** Start Text segment **

Dismissal, as manifested in the Hai Rui affair, involved the expulsion of ministers, leaders and politicians from their posts. But it also represented something much broader. “Dismissal,” Russo explains, is the repetitive procedure “that is omnipresent in every course of action that results in overthrowing, more or less violently, those who govern the life of others from their positions of authority at every level.” It is thus fundamentally a kind of governmental practice which increases in violence as it climbs to higher levels of authority. It revolves around the sensibility of the politician, which evinces, in Russo’s words, an “enjoyment of deciding the fate of others.”
Dismissal, Russo argues, is the rule in history. But there are also exceptions. The “egalitarian exception” is “pluralization,” a process that takes a distance from the existing social hierarchies and the practices of government. In exceptional moments of pluralization we see that “those who are usually in the position of being governed … are at times capable of self-organizing their political existence and inventing egalitarian forms of relations.” Concretely, pluralization in the Cultural Revolution meant the appearance of entirely new organizations independent of and indeed antagonistic to the party-state, spreading far beyond university campuses and extending to the urban working class.
It should be emphasized that, in identifying the emancipatory character of this moment of pluralization, Russo does not seek to rationalize the spectacular performances that are now associated with the Cultural Revolution—and that motivate most contemporary comparisons. Destroying statues and buildings, renaming streets and shops, were a distraction from the real issues: the formation of a plurality of independent organizations without the prior authorization of the single party-state. These spectacular practices, in fact, were to the benefit of the Party bureaucracy insofar as they redirected student activism away from pluralization.

** End Text segment **
** Start Given data **

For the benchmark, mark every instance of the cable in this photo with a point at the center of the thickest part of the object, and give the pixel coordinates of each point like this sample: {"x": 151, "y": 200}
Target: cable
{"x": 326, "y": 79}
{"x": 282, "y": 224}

** End Given data **

> _Tasks to perform_
1. List each spectacular practice that the passage on dismissal and pluralization says is now associated with the Cultural Revolution.
2. Rewrite the paragraph beginning "Dismissal, Russo argues, is the rule in history" from the passage on dismissal and pluralization as a short bulleted list that keeps its main facts.
3. According to the passage on dismissal and pluralization, what does Russo call the "egalitarian exception"?

> _Exercise responses_
1.
- Destroying statues
- Destroying buildings
- Renaming streets
- Renaming shops

2.
- Russo holds that dismissal is the rule in history, but there are exceptions.
- The egalitarian exception is pluralization, a process that takes a distance from existing social hierarchies and practices of government.
- In such moments, those usually governed can self-organize their political existence and invent egalitarian forms of relations.
- In the Cultural Revolution, pluralization meant entirely new organizations that were independent of and antagonistic to the party-state.
- These organizations spread far beyond university campuses and reached the urban working class.

3. Pluralization.